__Brief 1__
In the article about the whisky club, what number was the club's maximum membership set at?

__Article__
>> START

It was decided to inaugurate the new club within the auspices of Q.B.A.N.A. and so it was done, ‘Friends of the Quaich’ was born in 2004. By 2005 the club had reached its maximum membership, being set at 16 persons, this number was arrived at as each member hosts the monthly tasting in their respective homes and so available space was a consideration. It was then decided to spin off a new sister club ‘The Gentle Glens’, the two clubs meet annually at our summer BBQ and of course we do communicate our tastings.  In the 10 years and 300 different whiskies from all over the world, members hunt for unique brands whenever on vacation or in different Provinces of Canada or the USA. 

The club send Angels their tasting notes monthly, here is the latest set of tasting notes.


Friends of the Quaich. Tasting August 18th 2014. Our hosts: Michael and Janice Baird. Special guest honorary member Allan Baird (Mike’s brother) visiting from Ayr, Scotland.

First up. Oban distillery edition 2011 55.2% ABV. Purchased directly from the Oban distillery while on tour with McLean’s Tours Scotland, May 2011. Nose: Orange zest, Tangerine Palate: Seville Marmalade. Very smooth, no alcohol bite. Finish: More orange, hint of ginger, MacIntosh’s toffee right at the end.

Next up: Auchentoshan Coopers reserve, 46% ABV. Bourbon hogsheads, non chill-filtered. Auchentoshan is triple distilled, Nose: Oak, sherry and bourbon. Palate: Big oak, hazelnuts and almonds with the sugar crust of Creme Brûlée. Finish: Almonds, and oak, gooseberries and green tea. Next up: KaVaLan Taiwan , cask strength, 56.9% ABV. From I-LAN in Taiwan. Aged in white oak and air seasoned. After aging in the oak it is then placed in fine European fine wine casks. The casks are charred to bring out the fine characteristics of the oak. Nose: Ripe melon, mango, burst of vanilla and toffee,  Palate: Coconut, toffee, burnt caramel, melon. A little water opens the complexity. Finish: Explosion of fruit with long lasting toffee. Lastly: Shieldaig 18 year old 40% ABV, Speyside. Named after the Scottish village in the western highlands, it’s slowly matured for 18 years and bottled by William Maxwell & Co. Nose: Toffee, toffee, slight almonds. Palate: Peaches, toffee. Finish: Sharp toffee with a burst of sweet fruits. 

The 16 strong club, with a couple of friendly Scots added, toured Ireland with Angels/MCLEANSCOTLAND last year … Our fantastic Irish whisky tour.  What an incredible adventure. Great hotels, great whiskey venues, great food and fabulous company, as well as terrific tour guides Paul and Liz and a big mention to our wonderful bus driver Mark, who showed us more of Belfast than even the locals have seen, a big thanks to Mark for making Belfast amazing. We stayed in castles, dined in castles and imbibed in castles, Clontarf was a great stay and allowed us easy access to all of Dublin, and the staff were great, as was the whiskey tasting. After three days in the capital city and a wonderful reception by The Lord Mayor we were off to points south and yes much more golden spirit. Tulamore D.E.W., a nice way to spend a Monday morning on tour, wonderful drams and a warm glow we were off to Cashel and then to Kilkenny.

>> END

__Task material__
>> START

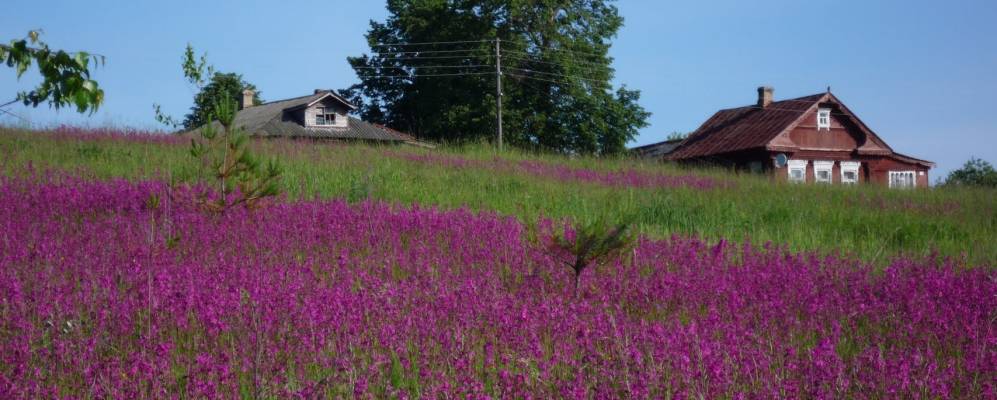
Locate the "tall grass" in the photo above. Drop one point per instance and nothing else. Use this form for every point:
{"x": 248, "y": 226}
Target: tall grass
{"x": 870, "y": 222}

>> END
>> START

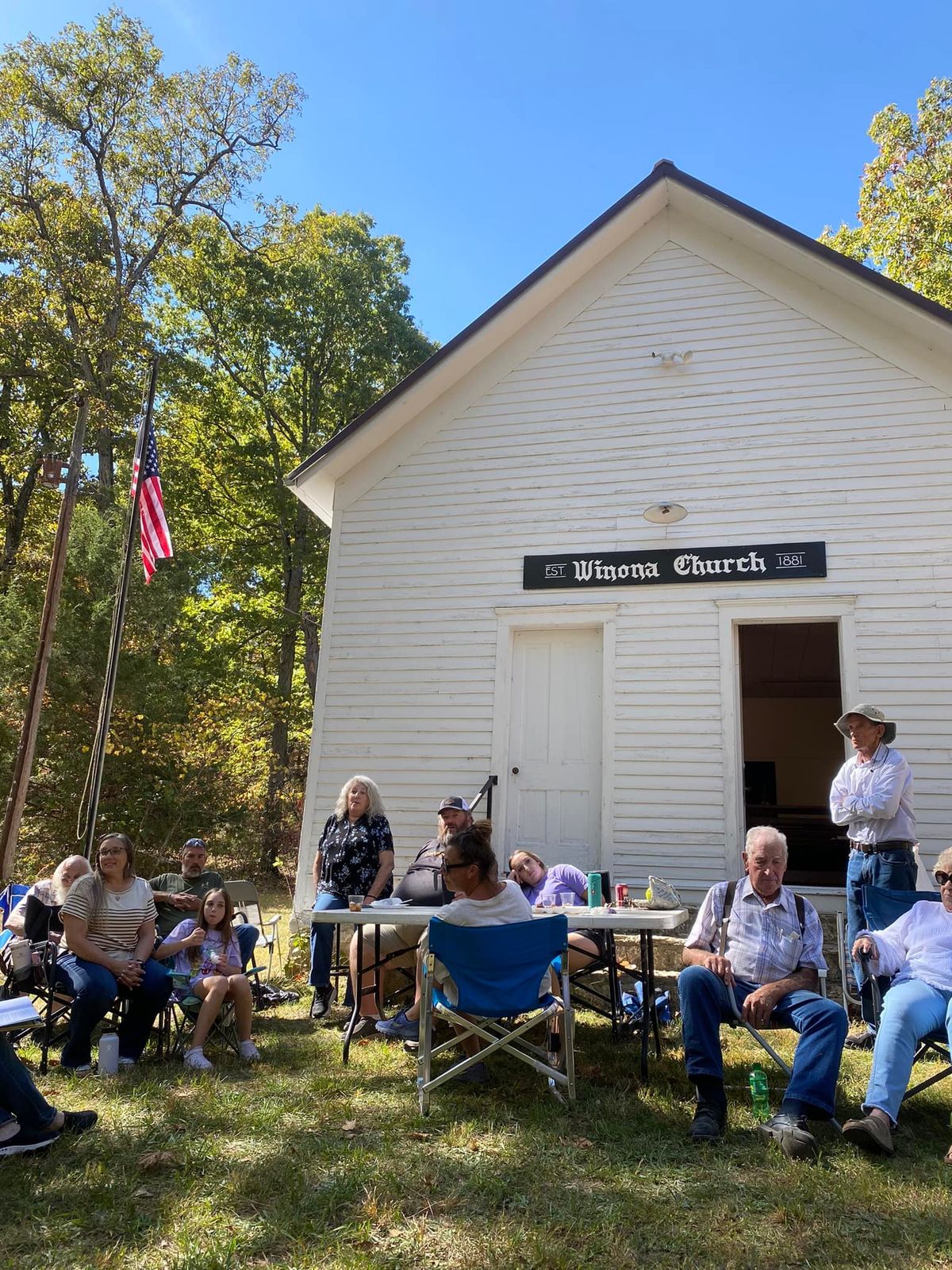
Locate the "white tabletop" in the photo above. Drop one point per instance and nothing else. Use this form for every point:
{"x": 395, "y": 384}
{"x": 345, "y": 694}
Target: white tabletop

>> END
>> START

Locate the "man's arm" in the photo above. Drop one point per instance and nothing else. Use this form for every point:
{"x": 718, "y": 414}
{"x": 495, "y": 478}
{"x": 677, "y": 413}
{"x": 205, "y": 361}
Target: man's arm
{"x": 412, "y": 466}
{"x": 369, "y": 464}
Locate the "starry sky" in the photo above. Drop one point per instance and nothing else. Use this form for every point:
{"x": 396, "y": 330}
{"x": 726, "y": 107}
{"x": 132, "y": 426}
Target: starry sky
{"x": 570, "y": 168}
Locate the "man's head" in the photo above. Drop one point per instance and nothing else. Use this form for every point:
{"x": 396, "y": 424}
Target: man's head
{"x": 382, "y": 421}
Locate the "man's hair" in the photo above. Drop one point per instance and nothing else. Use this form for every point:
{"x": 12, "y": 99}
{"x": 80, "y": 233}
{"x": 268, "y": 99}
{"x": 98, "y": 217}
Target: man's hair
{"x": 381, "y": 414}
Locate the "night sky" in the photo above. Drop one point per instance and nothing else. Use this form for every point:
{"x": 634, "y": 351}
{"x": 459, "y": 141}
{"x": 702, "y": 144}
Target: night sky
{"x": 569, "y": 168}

>> END

__Brief 2__
Select every line of the listing that contains the word "white".

__Correct response 1__
16 persons.

__Correct response 2__
Locate the "white tabletop" in the photo above. Drop one point per instance and nothing else. Use this form for every point:
Target: white tabletop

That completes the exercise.